[Image point grounding data]
***
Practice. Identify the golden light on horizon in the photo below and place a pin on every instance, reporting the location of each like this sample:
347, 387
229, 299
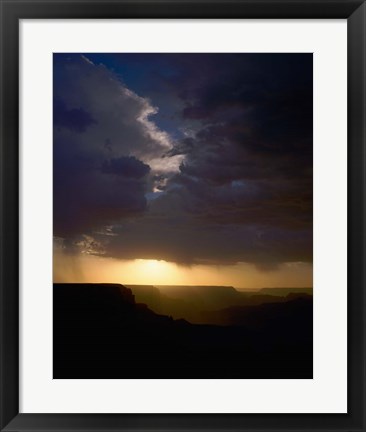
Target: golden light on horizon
90, 268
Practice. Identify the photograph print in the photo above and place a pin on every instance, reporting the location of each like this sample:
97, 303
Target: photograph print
182, 216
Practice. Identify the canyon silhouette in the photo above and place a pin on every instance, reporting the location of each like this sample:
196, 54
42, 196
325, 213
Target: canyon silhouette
104, 331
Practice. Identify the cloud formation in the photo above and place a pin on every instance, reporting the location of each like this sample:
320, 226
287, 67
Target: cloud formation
225, 178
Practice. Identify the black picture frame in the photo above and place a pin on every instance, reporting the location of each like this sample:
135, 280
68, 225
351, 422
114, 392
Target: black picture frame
14, 10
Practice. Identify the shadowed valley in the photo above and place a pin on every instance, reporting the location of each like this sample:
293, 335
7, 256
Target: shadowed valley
143, 331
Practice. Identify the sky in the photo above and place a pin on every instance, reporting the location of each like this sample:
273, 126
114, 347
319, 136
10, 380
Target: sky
183, 169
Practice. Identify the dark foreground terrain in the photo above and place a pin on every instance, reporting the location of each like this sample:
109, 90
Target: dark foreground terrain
101, 332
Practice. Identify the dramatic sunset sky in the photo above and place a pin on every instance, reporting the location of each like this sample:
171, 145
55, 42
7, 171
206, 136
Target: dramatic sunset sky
183, 169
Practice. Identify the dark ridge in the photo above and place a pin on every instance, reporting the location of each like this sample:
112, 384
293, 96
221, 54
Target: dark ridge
100, 331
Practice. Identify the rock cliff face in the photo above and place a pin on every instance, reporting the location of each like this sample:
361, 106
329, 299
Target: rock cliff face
99, 331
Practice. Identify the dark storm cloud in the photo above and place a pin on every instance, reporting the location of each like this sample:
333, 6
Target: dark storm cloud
75, 119
243, 128
103, 146
126, 167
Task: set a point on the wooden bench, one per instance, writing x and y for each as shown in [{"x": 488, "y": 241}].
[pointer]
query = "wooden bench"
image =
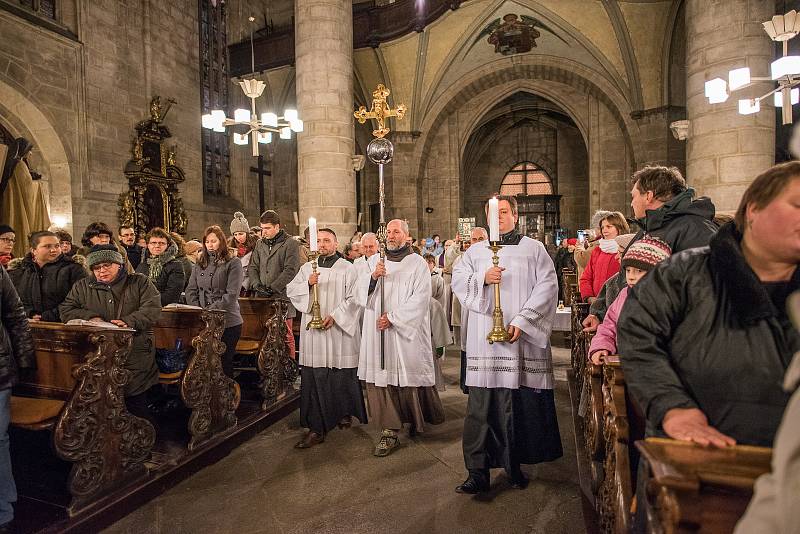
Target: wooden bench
[
  {"x": 80, "y": 378},
  {"x": 570, "y": 284},
  {"x": 690, "y": 488},
  {"x": 264, "y": 335},
  {"x": 212, "y": 396}
]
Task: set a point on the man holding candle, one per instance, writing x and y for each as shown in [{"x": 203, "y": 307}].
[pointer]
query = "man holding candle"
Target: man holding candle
[
  {"x": 330, "y": 393},
  {"x": 401, "y": 382},
  {"x": 511, "y": 416}
]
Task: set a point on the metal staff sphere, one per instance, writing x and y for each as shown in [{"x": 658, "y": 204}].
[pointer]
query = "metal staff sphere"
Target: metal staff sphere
[{"x": 380, "y": 151}]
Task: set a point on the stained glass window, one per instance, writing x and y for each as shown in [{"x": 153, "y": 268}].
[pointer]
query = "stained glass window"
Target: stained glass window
[
  {"x": 526, "y": 179},
  {"x": 214, "y": 81}
]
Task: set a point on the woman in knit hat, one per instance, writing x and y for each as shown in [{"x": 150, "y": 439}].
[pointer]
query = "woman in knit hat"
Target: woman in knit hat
[
  {"x": 243, "y": 241},
  {"x": 160, "y": 265},
  {"x": 640, "y": 258},
  {"x": 128, "y": 300}
]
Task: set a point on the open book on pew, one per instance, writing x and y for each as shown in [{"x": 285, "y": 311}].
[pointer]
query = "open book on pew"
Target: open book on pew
[
  {"x": 97, "y": 324},
  {"x": 177, "y": 306}
]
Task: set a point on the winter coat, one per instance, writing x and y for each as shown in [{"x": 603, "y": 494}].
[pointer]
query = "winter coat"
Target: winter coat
[
  {"x": 274, "y": 264},
  {"x": 217, "y": 288},
  {"x": 600, "y": 268},
  {"x": 42, "y": 289},
  {"x": 700, "y": 331},
  {"x": 682, "y": 223},
  {"x": 170, "y": 282},
  {"x": 775, "y": 506},
  {"x": 141, "y": 308},
  {"x": 16, "y": 341},
  {"x": 606, "y": 336}
]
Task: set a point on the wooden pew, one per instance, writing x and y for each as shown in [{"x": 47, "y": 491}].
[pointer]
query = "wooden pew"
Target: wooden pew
[
  {"x": 212, "y": 396},
  {"x": 616, "y": 492},
  {"x": 264, "y": 334},
  {"x": 691, "y": 488},
  {"x": 81, "y": 367}
]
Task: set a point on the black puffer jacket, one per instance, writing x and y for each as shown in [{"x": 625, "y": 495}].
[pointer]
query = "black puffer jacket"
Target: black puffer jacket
[
  {"x": 16, "y": 342},
  {"x": 700, "y": 331},
  {"x": 42, "y": 289},
  {"x": 681, "y": 222},
  {"x": 170, "y": 282}
]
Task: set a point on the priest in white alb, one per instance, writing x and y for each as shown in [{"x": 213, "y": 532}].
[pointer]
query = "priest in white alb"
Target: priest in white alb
[
  {"x": 402, "y": 390},
  {"x": 330, "y": 393},
  {"x": 511, "y": 415}
]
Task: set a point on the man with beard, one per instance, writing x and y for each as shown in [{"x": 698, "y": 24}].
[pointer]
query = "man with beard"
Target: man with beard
[
  {"x": 330, "y": 393},
  {"x": 44, "y": 277},
  {"x": 401, "y": 388},
  {"x": 511, "y": 414}
]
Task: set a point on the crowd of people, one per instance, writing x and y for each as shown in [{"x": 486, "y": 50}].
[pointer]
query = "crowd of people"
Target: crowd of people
[{"x": 693, "y": 302}]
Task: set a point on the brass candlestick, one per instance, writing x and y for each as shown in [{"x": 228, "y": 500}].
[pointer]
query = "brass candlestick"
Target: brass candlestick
[
  {"x": 316, "y": 316},
  {"x": 498, "y": 333}
]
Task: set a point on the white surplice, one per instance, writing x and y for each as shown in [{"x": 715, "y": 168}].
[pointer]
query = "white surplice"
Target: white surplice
[
  {"x": 338, "y": 346},
  {"x": 407, "y": 294},
  {"x": 528, "y": 296}
]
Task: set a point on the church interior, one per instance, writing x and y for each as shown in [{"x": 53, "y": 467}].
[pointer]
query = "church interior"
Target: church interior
[{"x": 333, "y": 118}]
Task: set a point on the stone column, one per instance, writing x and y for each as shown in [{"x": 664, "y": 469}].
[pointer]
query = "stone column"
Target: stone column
[
  {"x": 725, "y": 150},
  {"x": 324, "y": 85}
]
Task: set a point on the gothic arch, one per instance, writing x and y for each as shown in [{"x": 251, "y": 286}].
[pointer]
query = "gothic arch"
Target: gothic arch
[{"x": 25, "y": 119}]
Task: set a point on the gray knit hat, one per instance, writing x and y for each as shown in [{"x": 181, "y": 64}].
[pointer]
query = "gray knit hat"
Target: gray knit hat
[
  {"x": 239, "y": 223},
  {"x": 104, "y": 254}
]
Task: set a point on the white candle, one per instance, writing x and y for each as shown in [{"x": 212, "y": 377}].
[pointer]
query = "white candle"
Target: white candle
[
  {"x": 312, "y": 234},
  {"x": 494, "y": 220}
]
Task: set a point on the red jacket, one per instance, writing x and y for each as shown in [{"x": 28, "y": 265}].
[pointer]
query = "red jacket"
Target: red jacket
[{"x": 601, "y": 267}]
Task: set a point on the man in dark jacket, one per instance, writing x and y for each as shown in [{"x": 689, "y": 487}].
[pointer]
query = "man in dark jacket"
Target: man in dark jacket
[
  {"x": 161, "y": 266},
  {"x": 127, "y": 300},
  {"x": 45, "y": 276},
  {"x": 274, "y": 263},
  {"x": 664, "y": 207},
  {"x": 16, "y": 354},
  {"x": 127, "y": 238}
]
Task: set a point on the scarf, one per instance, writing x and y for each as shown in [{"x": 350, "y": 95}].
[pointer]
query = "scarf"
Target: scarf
[
  {"x": 399, "y": 254},
  {"x": 279, "y": 238},
  {"x": 609, "y": 246},
  {"x": 157, "y": 263}
]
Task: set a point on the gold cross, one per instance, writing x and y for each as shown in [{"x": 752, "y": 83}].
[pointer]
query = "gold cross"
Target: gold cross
[{"x": 380, "y": 111}]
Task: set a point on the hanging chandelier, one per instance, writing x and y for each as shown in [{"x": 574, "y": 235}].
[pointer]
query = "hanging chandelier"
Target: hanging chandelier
[
  {"x": 784, "y": 70},
  {"x": 254, "y": 129}
]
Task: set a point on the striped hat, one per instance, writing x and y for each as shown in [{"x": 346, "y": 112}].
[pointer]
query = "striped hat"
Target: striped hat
[{"x": 646, "y": 253}]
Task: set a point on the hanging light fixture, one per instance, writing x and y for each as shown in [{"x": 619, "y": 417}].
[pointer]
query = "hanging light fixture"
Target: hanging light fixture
[
  {"x": 259, "y": 129},
  {"x": 784, "y": 70}
]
***
Go through the records and pull out each line that includes the word "above".

Practice. Identify the photograph print in the photo above and place a pin on every instance, reporting the location of each like this sample:
Practice. Identify the canyon silhouette in the photo above and place a pin on every instance, reporting the location of each like this sample:
Practice. Identify the cloud formation in the photo above and place a pin on every instance, reporting the location of each like this sample:
Practice. Identify the black picture frame in the photo above and place a pin on every instance, reporting the location of each like this sample:
Practice. Identify the shadowed valley in the photo above and place a pin on every instance, reporting the location of each like this sample:
Practice. Identify the sky in the photo above and place a pin on every instance, reporting the location of each like this sample:
Practice. Identify the dark foreground terrain in the photo above and place a pin on every instance, reporting the location of each like this sample:
Practice. Identify the dramatic sunset sky in the photo above and place a pin on every instance, reporting the location of each like this sample:
Practice. Identify the dark ridge in the photo above and place a pin on every instance, reporting the location of each like this sample:
Practice. Identify the rock cliff face in the photo above and place a pin on every instance, reporting the location of each like this sample:
Practice. Identify the dark storm cloud in the photo above and place a pin on every instance, reporting the location of each like this sample:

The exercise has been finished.